WHAT THIS TASK INVOLVES: In full and without deviation, write out the entries that follow.

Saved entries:
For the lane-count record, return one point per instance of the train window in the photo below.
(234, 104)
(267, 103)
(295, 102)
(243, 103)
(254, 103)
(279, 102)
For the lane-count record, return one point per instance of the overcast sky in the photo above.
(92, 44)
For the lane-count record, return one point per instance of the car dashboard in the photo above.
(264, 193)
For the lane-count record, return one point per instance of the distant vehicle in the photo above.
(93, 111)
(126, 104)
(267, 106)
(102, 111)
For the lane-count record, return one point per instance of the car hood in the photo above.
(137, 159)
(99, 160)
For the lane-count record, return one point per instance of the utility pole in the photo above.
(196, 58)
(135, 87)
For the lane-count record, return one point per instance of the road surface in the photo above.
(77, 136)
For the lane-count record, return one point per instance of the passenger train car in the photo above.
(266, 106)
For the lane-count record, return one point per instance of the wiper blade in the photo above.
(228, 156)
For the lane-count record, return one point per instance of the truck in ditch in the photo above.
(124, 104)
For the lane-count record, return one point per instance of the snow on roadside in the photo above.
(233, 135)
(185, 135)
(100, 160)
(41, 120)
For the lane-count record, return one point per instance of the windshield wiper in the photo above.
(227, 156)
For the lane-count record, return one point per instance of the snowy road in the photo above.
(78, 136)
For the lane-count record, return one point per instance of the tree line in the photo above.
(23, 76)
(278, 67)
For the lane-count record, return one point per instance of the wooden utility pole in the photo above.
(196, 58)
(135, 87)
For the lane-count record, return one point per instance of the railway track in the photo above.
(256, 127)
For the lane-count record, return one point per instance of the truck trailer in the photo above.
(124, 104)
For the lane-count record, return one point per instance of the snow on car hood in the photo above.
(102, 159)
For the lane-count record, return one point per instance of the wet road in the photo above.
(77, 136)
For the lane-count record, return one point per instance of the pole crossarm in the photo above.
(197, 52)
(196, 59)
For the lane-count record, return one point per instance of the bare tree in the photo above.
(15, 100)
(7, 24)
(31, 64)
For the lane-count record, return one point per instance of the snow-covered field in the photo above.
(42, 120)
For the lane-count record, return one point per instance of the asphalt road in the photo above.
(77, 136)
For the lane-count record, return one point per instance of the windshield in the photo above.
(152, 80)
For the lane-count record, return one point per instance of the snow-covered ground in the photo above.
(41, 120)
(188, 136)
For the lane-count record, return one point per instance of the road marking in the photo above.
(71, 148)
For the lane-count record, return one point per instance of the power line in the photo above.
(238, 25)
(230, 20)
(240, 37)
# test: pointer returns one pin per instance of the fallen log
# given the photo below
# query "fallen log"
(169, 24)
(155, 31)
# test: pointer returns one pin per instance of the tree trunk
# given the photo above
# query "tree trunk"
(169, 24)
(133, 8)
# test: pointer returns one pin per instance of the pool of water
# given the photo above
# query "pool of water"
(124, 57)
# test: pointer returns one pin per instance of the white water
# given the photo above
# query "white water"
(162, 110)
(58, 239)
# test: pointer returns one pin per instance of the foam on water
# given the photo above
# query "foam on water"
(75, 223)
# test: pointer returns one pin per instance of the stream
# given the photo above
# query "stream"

YOUR SOLUTION:
For the lane-count record, return one point per instance of the train window in the photo below.
(234, 104)
(267, 103)
(295, 102)
(243, 103)
(254, 103)
(279, 102)
For the lane-count record, return one point per instance of the overcast sky in the photo above.
(92, 44)
For the lane-count record, return one point per instance of the car dashboard in the photo above.
(264, 193)
For the lane-count record, return one point per instance of the distant vehicle in the photo above.
(93, 111)
(126, 104)
(267, 106)
(102, 111)
For the lane-count record, return one point per instance of the car hood in the photo above.
(137, 159)
(99, 160)
For the lane-count record, return one point per instance of the utility pole in the photo above.
(196, 58)
(135, 87)
For the lane-count record, return one point per instance of the road surface in the photo above.
(77, 136)
For the lane-count record, return one point per instance of the passenger train car in the photo above.
(266, 106)
For the lane-count record, return one point per instance of the wiper blade in the photo above.
(228, 156)
For the lane-count record, return one point per instance of the truck in ditch in the photo above.
(124, 104)
For the lane-count record, return one point per instance of the snow on roadside in the photo above.
(233, 135)
(185, 135)
(100, 160)
(41, 120)
For the lane-count record, return one point per instance of the windshield wiper in the photo above.
(227, 156)
For the lane-count record, return one point per instance of the snowy road in the photo above.
(78, 136)
For the lane-count record, return one point per instance of the tree line in the photo above.
(23, 76)
(278, 67)
For the lane-count record, return one point per instance of the wooden utility pole in the photo above.
(196, 58)
(135, 87)
For the lane-count record, return one point per instance of the railway track in the photo above.
(256, 127)
For the lane-count record, return one point per instance of the truck trailer in the photo above.
(124, 104)
For the lane-count record, return one point per instance of the snow on car hood in the photo above.
(102, 159)
For the lane-count record, return one point per instance of the wet road in the photo above.
(77, 136)
For the lane-count record, return one point per instance of the pole crossarm in the photo above.
(197, 52)
(196, 59)
For the lane-count record, return one point per instance of the bare tree in the photo above.
(15, 100)
(7, 24)
(31, 64)
For the lane-count record, return one point per instance of the snow-covered field in the photo above.
(42, 120)
For the lane-count record, return one point per instance of the asphalt road in the photo above.
(77, 136)
For the lane-count record, return one point per instance of the windshield in the photo above.
(152, 80)
For the lane-count record, return one point per instance of the snow-covered ground in the photo above.
(41, 120)
(188, 136)
For the lane-count record, return one point per instance of the road marking in the photo above.
(71, 148)
For the lane-count record, return one point per instance of the power line in the photo above.
(238, 25)
(230, 20)
(240, 37)
# test: pointer returns one pin per instance of the fallen log
# given the photo below
# query "fallen log"
(169, 24)
(155, 31)
# test: pointer returns one pin per instance of the tree trunk
# given the photo above
# query "tree trunk"
(169, 24)
(133, 8)
# test: pointer returns one pin per instance of the pool of water
# given the photo above
# query "pool of water"
(124, 57)
# test: pointer returns one pin per instance of the white water
# given the photo above
# query "white water"
(162, 110)
(58, 239)
# test: pointer returns one pin per instance of the foam on water
# given the photo above
# query "foam on water"
(75, 223)
# test: pointer returns one pin per instance of the stream
# given the photo above
# query "stream"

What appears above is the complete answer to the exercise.